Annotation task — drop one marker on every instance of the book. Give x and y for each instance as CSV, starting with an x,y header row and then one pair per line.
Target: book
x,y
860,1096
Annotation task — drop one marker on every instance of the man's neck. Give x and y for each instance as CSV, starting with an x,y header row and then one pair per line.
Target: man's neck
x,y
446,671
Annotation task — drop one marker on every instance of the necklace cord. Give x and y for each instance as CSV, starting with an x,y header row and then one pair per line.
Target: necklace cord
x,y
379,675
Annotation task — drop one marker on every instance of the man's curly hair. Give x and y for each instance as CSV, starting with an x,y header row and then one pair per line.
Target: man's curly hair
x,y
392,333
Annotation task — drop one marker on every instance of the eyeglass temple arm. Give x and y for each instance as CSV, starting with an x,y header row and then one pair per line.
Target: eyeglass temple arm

☆ ☆ ☆

**Exercise objective**
Copy all lines from the material above that hold the word "drop".

**Exercise result**
Annotation task — drop one marker on every instance of the book. Give x and y for each instance as CSV, starting with an x,y header row and then one pair per line.
Annotation task — drop one marker on every instance of the man's neck. Give x and y for each instance as CSV, starting with an x,y header row and then one pair per line.
Annotation task — drop one marker on every instance of the necklace cord. Give x and y for each instance as CSV, starting with an x,y header row and then one pair per line.
Annotation task — drop one marker on every instance of the man's curly hair. Give x and y for each instance as CSV, starting with an x,y header row and then one pair per line.
Annotation task — drop one marker on every instance of the eyeglass temple arm. Give x and y for each instance as CSV, starting with an x,y header row and then one pair per line.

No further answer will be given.